> **GIVEN REQUEST**
Please show every line of the records that contains the word "napkin", matching case exactly.
[START MATERIAL FOR THE TASK]
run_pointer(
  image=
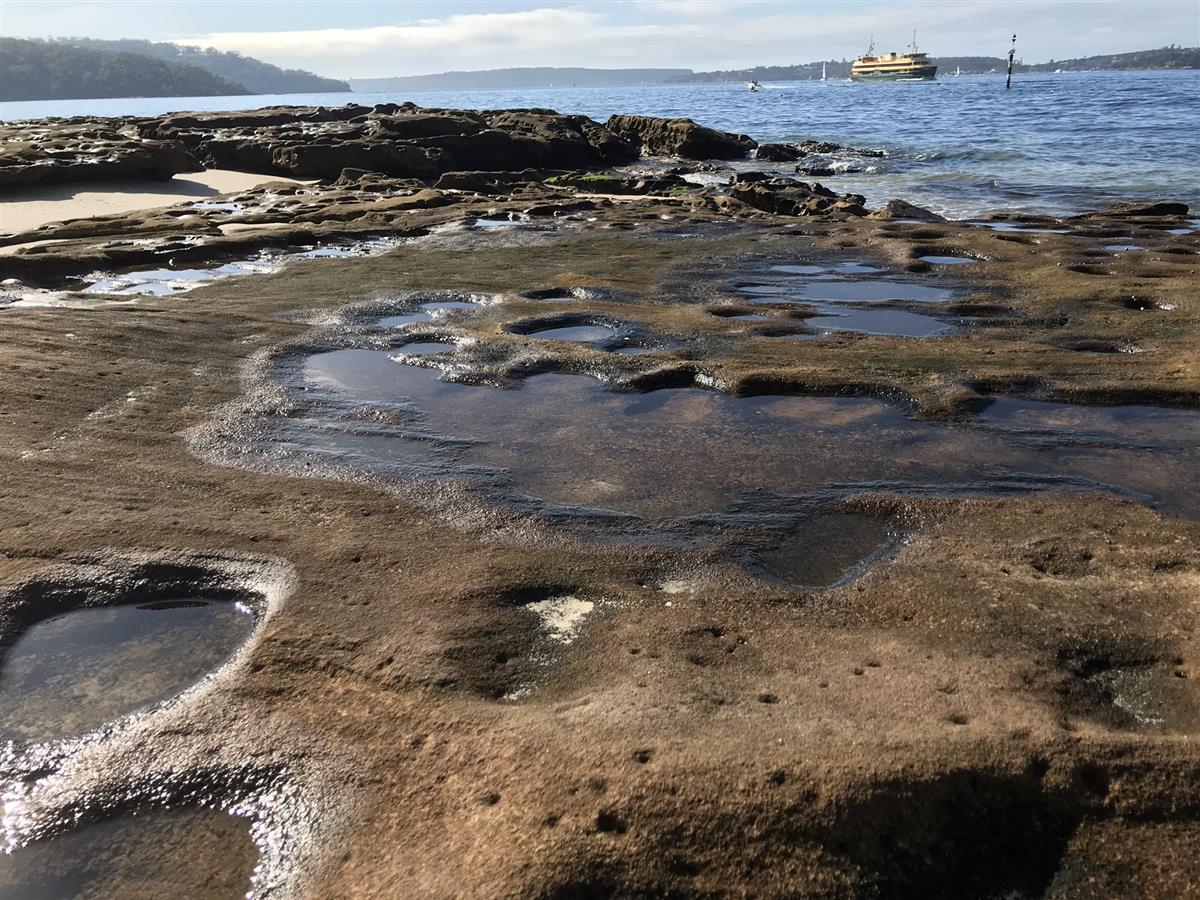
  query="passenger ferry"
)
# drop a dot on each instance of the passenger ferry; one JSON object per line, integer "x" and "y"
{"x": 912, "y": 66}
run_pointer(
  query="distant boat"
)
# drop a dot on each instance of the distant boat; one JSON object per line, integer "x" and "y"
{"x": 912, "y": 66}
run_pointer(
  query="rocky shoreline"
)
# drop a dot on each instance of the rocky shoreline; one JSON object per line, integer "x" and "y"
{"x": 508, "y": 676}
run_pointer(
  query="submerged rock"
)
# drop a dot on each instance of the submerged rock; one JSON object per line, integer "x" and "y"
{"x": 679, "y": 137}
{"x": 903, "y": 209}
{"x": 787, "y": 197}
{"x": 778, "y": 153}
{"x": 1163, "y": 208}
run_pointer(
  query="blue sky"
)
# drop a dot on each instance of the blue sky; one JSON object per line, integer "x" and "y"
{"x": 383, "y": 37}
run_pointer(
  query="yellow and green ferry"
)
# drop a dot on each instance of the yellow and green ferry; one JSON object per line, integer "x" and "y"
{"x": 912, "y": 66}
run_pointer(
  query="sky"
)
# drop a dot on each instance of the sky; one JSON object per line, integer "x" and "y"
{"x": 364, "y": 39}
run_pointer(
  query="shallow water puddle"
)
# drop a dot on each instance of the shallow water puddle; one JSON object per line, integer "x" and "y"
{"x": 823, "y": 549}
{"x": 69, "y": 675}
{"x": 876, "y": 322}
{"x": 424, "y": 348}
{"x": 581, "y": 334}
{"x": 159, "y": 853}
{"x": 673, "y": 453}
{"x": 947, "y": 261}
{"x": 425, "y": 312}
{"x": 162, "y": 282}
{"x": 857, "y": 291}
{"x": 839, "y": 300}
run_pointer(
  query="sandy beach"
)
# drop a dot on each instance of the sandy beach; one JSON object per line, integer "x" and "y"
{"x": 23, "y": 210}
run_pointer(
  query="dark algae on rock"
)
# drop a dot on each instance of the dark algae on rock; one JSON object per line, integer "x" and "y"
{"x": 565, "y": 523}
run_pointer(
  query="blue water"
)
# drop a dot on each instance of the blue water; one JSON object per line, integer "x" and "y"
{"x": 1056, "y": 144}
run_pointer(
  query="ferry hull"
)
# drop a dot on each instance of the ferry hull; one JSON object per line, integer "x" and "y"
{"x": 922, "y": 73}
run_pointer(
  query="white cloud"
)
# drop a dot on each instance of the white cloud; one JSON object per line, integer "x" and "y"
{"x": 721, "y": 34}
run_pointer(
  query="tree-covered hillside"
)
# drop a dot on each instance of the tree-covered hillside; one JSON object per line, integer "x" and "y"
{"x": 37, "y": 70}
{"x": 259, "y": 77}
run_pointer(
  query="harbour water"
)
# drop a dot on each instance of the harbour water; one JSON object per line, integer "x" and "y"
{"x": 964, "y": 147}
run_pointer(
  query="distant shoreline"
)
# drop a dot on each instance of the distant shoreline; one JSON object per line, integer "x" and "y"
{"x": 16, "y": 109}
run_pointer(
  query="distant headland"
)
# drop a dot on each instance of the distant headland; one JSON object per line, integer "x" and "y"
{"x": 77, "y": 67}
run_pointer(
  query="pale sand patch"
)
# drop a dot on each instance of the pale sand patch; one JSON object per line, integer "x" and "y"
{"x": 237, "y": 227}
{"x": 13, "y": 247}
{"x": 22, "y": 210}
{"x": 562, "y": 616}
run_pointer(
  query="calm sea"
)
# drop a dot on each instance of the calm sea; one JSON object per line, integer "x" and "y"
{"x": 963, "y": 145}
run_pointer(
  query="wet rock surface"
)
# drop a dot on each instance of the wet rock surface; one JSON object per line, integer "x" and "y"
{"x": 491, "y": 675}
{"x": 60, "y": 151}
{"x": 679, "y": 137}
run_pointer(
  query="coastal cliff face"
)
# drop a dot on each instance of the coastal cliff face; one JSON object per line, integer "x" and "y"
{"x": 605, "y": 526}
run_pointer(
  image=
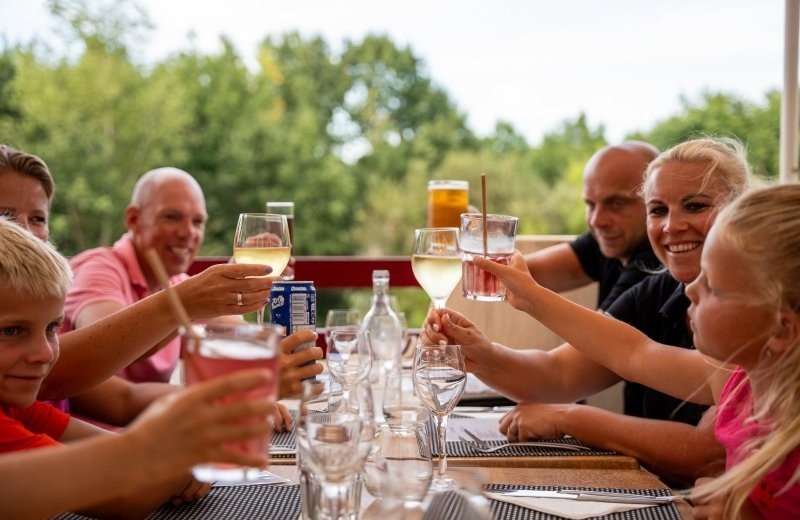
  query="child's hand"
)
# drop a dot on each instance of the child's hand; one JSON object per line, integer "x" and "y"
{"x": 190, "y": 426}
{"x": 515, "y": 277}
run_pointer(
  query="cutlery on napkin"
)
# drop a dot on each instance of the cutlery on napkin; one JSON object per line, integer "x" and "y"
{"x": 569, "y": 505}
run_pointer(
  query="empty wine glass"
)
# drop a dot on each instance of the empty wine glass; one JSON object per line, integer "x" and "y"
{"x": 349, "y": 356}
{"x": 436, "y": 262}
{"x": 439, "y": 377}
{"x": 262, "y": 238}
{"x": 342, "y": 319}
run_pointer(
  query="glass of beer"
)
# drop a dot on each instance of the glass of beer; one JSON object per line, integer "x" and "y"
{"x": 447, "y": 200}
{"x": 286, "y": 209}
{"x": 501, "y": 233}
{"x": 223, "y": 349}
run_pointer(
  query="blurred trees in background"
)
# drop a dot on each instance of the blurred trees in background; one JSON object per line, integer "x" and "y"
{"x": 352, "y": 137}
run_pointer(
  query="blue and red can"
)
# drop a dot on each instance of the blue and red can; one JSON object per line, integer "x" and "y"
{"x": 293, "y": 305}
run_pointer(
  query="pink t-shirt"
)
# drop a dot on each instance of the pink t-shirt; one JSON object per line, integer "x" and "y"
{"x": 732, "y": 431}
{"x": 113, "y": 275}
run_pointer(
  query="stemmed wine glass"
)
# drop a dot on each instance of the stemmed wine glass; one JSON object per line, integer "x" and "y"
{"x": 349, "y": 358}
{"x": 436, "y": 261}
{"x": 440, "y": 375}
{"x": 262, "y": 238}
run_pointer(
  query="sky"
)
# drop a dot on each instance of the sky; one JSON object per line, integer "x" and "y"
{"x": 534, "y": 63}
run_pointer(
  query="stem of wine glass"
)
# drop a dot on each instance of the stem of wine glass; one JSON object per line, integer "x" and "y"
{"x": 441, "y": 426}
{"x": 333, "y": 499}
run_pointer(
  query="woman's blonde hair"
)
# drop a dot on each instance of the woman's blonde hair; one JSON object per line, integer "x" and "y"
{"x": 31, "y": 266}
{"x": 725, "y": 160}
{"x": 764, "y": 225}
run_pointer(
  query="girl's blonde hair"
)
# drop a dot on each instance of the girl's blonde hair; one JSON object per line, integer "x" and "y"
{"x": 725, "y": 160}
{"x": 31, "y": 266}
{"x": 764, "y": 225}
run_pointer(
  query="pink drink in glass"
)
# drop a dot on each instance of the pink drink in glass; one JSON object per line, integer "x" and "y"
{"x": 222, "y": 352}
{"x": 481, "y": 285}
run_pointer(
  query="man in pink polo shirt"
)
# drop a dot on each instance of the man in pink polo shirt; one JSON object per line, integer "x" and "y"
{"x": 168, "y": 213}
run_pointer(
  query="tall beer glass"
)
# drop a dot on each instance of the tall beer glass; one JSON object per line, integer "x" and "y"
{"x": 447, "y": 200}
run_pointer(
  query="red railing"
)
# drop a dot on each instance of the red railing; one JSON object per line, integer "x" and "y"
{"x": 337, "y": 272}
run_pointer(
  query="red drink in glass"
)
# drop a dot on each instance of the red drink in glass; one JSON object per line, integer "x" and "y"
{"x": 481, "y": 285}
{"x": 222, "y": 351}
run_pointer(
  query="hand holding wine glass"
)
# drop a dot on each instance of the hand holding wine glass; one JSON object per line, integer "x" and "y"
{"x": 440, "y": 376}
{"x": 262, "y": 238}
{"x": 436, "y": 261}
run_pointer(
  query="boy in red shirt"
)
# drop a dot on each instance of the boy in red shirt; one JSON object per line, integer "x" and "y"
{"x": 104, "y": 474}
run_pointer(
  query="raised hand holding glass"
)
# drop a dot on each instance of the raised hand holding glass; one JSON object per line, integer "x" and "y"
{"x": 262, "y": 238}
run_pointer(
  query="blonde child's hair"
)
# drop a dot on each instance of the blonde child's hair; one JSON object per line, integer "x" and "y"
{"x": 31, "y": 266}
{"x": 725, "y": 160}
{"x": 764, "y": 225}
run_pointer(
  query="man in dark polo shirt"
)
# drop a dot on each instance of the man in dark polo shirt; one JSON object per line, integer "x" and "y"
{"x": 615, "y": 252}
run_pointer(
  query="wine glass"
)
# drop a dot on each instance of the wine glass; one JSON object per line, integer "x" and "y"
{"x": 439, "y": 376}
{"x": 262, "y": 238}
{"x": 349, "y": 356}
{"x": 436, "y": 261}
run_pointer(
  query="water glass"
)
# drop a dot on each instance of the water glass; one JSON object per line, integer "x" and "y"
{"x": 400, "y": 466}
{"x": 499, "y": 235}
{"x": 227, "y": 348}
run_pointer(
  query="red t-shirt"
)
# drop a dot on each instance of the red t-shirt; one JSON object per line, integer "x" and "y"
{"x": 36, "y": 426}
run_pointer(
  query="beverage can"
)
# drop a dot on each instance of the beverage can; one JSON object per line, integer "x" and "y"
{"x": 293, "y": 305}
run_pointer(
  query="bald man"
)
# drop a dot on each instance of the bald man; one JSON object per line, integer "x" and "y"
{"x": 615, "y": 252}
{"x": 167, "y": 213}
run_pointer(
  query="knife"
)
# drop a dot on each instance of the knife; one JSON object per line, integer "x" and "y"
{"x": 592, "y": 496}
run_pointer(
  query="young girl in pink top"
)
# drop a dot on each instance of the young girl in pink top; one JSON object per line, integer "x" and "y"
{"x": 745, "y": 318}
[END MATERIAL FOR THE TASK]
> **RESULT OF THIS TASK**
  query="cutlery on napkin"
# drop a dot on each instance of the cutlery on napkin; one JSON object per line, integer "x" and "y"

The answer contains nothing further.